Report every line of the data below that contains the word "military", treating uppercase and lowercase letters as different.

-- Start of Records to process --

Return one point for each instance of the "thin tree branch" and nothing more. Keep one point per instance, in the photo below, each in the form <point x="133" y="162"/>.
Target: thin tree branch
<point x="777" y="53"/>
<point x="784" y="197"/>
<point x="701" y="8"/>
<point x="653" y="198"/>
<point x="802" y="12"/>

-- End of Records to process --
-- Start of Records to process --

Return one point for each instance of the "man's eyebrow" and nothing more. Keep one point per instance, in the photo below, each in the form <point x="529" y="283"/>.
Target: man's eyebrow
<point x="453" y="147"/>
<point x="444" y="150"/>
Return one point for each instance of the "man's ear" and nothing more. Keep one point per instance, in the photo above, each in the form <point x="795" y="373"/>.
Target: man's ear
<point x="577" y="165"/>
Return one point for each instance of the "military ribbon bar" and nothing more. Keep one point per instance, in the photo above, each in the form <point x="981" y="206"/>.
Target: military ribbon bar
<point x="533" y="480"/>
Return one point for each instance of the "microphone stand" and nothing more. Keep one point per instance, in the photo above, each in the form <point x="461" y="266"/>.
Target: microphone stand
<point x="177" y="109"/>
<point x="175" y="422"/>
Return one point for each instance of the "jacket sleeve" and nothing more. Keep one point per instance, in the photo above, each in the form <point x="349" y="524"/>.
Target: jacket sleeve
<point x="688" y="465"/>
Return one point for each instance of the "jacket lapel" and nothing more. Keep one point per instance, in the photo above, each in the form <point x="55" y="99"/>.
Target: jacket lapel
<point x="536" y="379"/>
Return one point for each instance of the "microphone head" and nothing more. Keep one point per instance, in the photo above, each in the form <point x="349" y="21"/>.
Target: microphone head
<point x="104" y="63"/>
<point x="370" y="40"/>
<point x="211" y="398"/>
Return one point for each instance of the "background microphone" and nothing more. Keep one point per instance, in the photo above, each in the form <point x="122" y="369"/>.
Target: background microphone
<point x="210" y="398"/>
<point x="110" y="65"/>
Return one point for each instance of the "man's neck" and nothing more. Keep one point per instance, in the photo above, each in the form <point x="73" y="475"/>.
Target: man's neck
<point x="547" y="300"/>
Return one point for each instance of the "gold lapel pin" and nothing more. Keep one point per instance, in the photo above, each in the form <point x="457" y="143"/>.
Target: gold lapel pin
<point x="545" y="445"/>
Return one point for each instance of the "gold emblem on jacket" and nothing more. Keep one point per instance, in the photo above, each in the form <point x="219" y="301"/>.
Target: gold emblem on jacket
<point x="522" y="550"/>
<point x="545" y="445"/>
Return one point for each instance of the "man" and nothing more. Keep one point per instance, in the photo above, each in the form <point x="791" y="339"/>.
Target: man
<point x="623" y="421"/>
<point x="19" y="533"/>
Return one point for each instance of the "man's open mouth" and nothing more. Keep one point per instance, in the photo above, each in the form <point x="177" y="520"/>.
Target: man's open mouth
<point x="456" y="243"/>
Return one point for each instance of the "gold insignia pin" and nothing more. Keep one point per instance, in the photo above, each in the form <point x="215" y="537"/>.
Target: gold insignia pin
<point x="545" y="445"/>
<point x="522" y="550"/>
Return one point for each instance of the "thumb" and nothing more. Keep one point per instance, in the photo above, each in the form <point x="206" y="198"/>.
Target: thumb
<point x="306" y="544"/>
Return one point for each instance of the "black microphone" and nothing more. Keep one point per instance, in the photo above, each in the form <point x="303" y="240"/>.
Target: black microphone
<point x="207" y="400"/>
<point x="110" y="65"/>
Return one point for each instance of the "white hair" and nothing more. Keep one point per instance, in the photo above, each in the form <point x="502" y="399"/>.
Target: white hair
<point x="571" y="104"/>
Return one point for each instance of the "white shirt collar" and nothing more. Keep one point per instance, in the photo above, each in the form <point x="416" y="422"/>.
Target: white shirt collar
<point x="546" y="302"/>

-- End of Records to process --

## Output of the exercise
Return one point for each instance of the "military ribbon bar" and nothing more. Keep one point per instance, in the photo above, each in the form <point x="981" y="206"/>.
Target: military ribbon bar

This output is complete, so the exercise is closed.